Exercise
Give every line below again, exactly as it appears.

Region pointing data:
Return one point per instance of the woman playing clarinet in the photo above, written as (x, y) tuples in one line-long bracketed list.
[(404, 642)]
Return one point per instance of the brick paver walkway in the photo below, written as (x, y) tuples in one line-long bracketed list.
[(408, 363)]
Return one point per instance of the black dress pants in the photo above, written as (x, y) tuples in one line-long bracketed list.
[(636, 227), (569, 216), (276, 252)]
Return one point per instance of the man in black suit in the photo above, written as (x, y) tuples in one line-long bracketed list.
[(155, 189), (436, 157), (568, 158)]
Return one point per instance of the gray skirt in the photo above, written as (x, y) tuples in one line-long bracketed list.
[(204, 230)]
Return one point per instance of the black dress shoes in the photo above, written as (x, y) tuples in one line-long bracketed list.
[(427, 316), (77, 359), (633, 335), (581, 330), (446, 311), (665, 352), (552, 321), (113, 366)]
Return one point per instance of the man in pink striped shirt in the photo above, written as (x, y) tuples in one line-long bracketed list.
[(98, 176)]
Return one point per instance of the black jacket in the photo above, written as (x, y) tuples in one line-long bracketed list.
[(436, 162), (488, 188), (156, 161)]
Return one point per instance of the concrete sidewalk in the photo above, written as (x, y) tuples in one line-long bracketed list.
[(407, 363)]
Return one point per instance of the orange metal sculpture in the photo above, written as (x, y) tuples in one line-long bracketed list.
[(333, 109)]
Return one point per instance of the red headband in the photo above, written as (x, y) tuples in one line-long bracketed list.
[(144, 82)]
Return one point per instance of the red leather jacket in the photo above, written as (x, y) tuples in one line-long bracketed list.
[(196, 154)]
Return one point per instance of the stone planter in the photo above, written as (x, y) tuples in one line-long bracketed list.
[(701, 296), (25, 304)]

Answer to this problem
Return one point per instance of the woman playing clarinet in the photo above, written as (x, y) tuples in one line-long bracketed list.
[(404, 642)]
Return one point per instance of the brick paver walkway in the photo below, written as (x, y) tuples in one line-long bracketed list.
[(408, 363)]
Return one point per instance of the black dress pants in the photo above, written as (x, y) tuples in one line-long bracketed list.
[(636, 227), (569, 216), (276, 252)]
Return one point per instance of the man in black suit in the photo above, written as (x, y) tuples in one line-long bracketed list.
[(155, 189), (436, 157), (568, 158)]
Return one point per instance of the gray skirt in the photo above, written as (x, y) tuples in one line-long bracketed list.
[(204, 230)]
Return one point per instance of the black dress shoes in the photo above, written as (x, y) tuples in one line-long bracketed list.
[(427, 316), (77, 359), (633, 335), (581, 330), (446, 311), (665, 352), (552, 321), (113, 366)]
Return one point per instance of the man in pink striped shirt in the photo above, written as (x, y) tuples in one line-long bracketed list.
[(98, 176)]
Return one point per instance of the black jacket in the photo above, written as (x, y) tuples in one line-long bracketed list.
[(436, 162), (488, 188), (156, 161)]
Return one point per instance of the concrete sidewalk in the photo above, written as (x, y) tuples in one line-long bracketed list.
[(407, 363)]
Return one point per instance of the orange metal sculpture in the photo above, written as (x, y) tuples in one line-long bracketed list.
[(333, 109)]
Return one point per instance of the red headband in the photo above, written as (x, y) tuples in one line-long bracketed list.
[(144, 82)]
Return one point per instance of the red leather jacket in the photo above, written as (x, y) tuples in one line-long bracketed list.
[(196, 154)]
Return one point per instance of the stone planter in the photo above, written as (x, y) tuples in one line-long bracketed list.
[(701, 296), (25, 304)]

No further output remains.